**WHAT IS ASKED:** Can you copy all of the material below word for word, leaving out the pictures?

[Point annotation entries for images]
○ ○ ○
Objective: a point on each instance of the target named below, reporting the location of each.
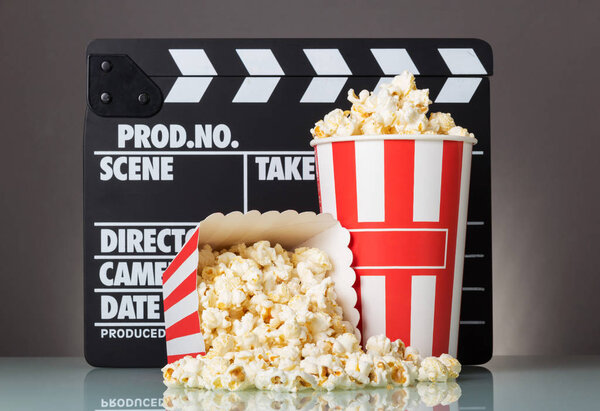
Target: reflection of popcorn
(434, 393)
(398, 107)
(433, 370)
(451, 364)
(270, 320)
(425, 394)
○ ○ ○
**FINISHED EXERCISE:**
Objective: a point on each instance of the target named below, reporting the location of each.
Target: reflection of popcorn
(434, 393)
(398, 107)
(433, 370)
(451, 364)
(270, 320)
(425, 394)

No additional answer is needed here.